**Prompt:**
The response should contain every record, reproduced exactly.

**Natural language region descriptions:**
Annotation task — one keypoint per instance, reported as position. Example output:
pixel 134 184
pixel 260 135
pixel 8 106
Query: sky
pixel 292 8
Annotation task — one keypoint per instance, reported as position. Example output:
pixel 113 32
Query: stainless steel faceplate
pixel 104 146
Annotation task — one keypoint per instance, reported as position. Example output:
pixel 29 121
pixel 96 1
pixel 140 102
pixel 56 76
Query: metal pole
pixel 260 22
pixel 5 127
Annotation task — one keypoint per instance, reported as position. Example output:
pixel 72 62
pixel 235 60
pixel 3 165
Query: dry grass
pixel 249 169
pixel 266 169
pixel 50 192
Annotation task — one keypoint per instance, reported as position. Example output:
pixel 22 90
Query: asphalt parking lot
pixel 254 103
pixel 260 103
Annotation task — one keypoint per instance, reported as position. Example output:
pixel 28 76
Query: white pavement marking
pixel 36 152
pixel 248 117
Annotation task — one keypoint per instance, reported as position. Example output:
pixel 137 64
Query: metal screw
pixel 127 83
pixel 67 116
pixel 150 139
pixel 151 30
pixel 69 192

**Answer:**
Annotation task — one keypoint per instance, reported as position. Example output:
pixel 134 184
pixel 260 135
pixel 8 106
Query: sky
pixel 292 8
Annotation task — one keypoint per instance, reported as position. Example output:
pixel 113 32
Query: stainless steel faceplate
pixel 104 146
Annotation task — one keypoint per instance, reported as position. Example output:
pixel 29 121
pixel 96 1
pixel 140 102
pixel 56 76
Query: metal pole
pixel 260 22
pixel 5 127
Annotation task — one keypoint per instance, reported as position. Example output:
pixel 72 62
pixel 235 60
pixel 3 165
Query: dry grass
pixel 249 169
pixel 266 169
pixel 50 192
Annotation task — one keypoint per instance, reported as position. Example output:
pixel 22 90
Query: asphalt parking lot
pixel 254 103
pixel 260 103
Annotation task — one keypoint per instance, reported as position. Example output:
pixel 28 76
Query: white pavement marking
pixel 36 152
pixel 248 117
Annotation task — one keypoint per instance, reported as position. Example output:
pixel 137 64
Query: metal screw
pixel 127 83
pixel 67 116
pixel 150 139
pixel 151 30
pixel 69 192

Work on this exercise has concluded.